# Extracted text
* Start *

Happy New Year, friends, and Happy New Decade. Here’s the text for the latest health law class I’m teaching this term. It’s a fine book with a lot of interesting information.
Who said the California Dream was over? Today my cell phone jumped out of my pocket and started issuing demands. The first was that I hold it up high and push the correct series of buttons in just the right way. The result was the image you see before you, which was the view tonight from the front door of my office.
It’s easy to be impressed with the quality of cell phone pictures. Not to be outdone, the phone insisted I capture the scene with video, too.
I’ve cooked a number of successful meals lately. Here are two recipes you might be interested in experimenting with.
Cream of Cauliflower Soup
1 cauliflower – 2.5 cups 2% organic milk – 1 cup plain organic goat yogurt – 3 tsp ‘better ‘n’ bouillon’ chicken – 4 tbs butter – 1 onion – 3 tbs flour – parsley and Parmesan cheese for garnish (I left both of these out.)
Steam a head of cauliflower and set aside. Chop up the onion and fry it up with 3 tablespoons of butter. Take your time. When the onion is cooked, add a fourth tablespoon of butter and blend it in. Add the flour and blend it evenly with the buttery cooked onions, then cook it for a while (3-5 minutes). I did this slowly too. Then blend in all of the milk, cook for a minute or two, and then blend in all of the goat yogurt and the bouillon. Once again, I worked slowly. My tendency is to rush white sauce, with disappointing results. When I say ‘blend’, I used a small metal spoon with a long handle, and the cooking surface was a fancy stainless steel skillet. Once the white sauce is smooth and hot, chop up the cauliflower and throw it in. Cook until cauliflower is hot and fully saturated, then throw into blender and blend to taste. I made it as smooth as possible, which took some patience – but it was worth it! Return to skillet and heat very warm to serve. This was an enormously popular soup and other than steaming the cauliflower I don’t think it took me much more than half an hour. Most of the recipes I consulted used about half a cup more milk and a little less yogurt and/or butter. I imagine a lot of people would make this soup a bit more thin than I did, but I figure my recipe is healthy enough to justify making it a little more rich. Yum.
Roasted Kale (stick with me on this for a minute)

* End *

# Supplied information
* Start *

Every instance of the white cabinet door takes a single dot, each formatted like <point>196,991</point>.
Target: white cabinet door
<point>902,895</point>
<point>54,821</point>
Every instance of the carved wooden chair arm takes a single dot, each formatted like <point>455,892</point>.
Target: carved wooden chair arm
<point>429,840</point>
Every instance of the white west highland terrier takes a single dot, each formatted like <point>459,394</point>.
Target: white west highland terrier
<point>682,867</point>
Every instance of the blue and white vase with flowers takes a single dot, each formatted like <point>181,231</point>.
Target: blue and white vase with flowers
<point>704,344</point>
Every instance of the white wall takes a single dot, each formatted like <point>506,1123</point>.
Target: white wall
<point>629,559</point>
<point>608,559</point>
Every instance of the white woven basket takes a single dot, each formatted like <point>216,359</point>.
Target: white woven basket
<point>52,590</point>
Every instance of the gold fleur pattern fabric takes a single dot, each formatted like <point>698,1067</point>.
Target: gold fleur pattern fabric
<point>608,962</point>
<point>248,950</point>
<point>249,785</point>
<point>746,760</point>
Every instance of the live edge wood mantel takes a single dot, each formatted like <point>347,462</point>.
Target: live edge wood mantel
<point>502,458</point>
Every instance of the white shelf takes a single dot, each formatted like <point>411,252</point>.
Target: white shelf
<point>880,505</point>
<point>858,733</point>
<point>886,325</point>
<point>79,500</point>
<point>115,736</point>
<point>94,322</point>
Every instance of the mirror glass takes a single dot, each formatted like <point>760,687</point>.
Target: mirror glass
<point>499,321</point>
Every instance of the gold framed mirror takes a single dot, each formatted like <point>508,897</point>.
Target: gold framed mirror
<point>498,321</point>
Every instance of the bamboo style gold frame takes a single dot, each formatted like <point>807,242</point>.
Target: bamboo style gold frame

* End *

# Instruction
Please reproduce the part of the blog post that opens with the words containing "Happy New Year, friends, and" and closes with "with video, too.", copying it word for word.

# Task result
Happy New Year, friends, and Happy New Decade. Here’s the text for the latest health law class I’m teaching this term. It’s a fine book with a lot of interesting information.
Who said the California Dream was over? Today my cell phone jumped out of my pocket and started issuing demands. The first was that I hold it up high and push the correct series of buttons in just the right way. The result was the image you see before you, which was the view tonight from the front door of my office.
It’s easy to be impressed with the quality of cell phone pictures. Not to be outdone, the phone insisted I capture the scene with video, too.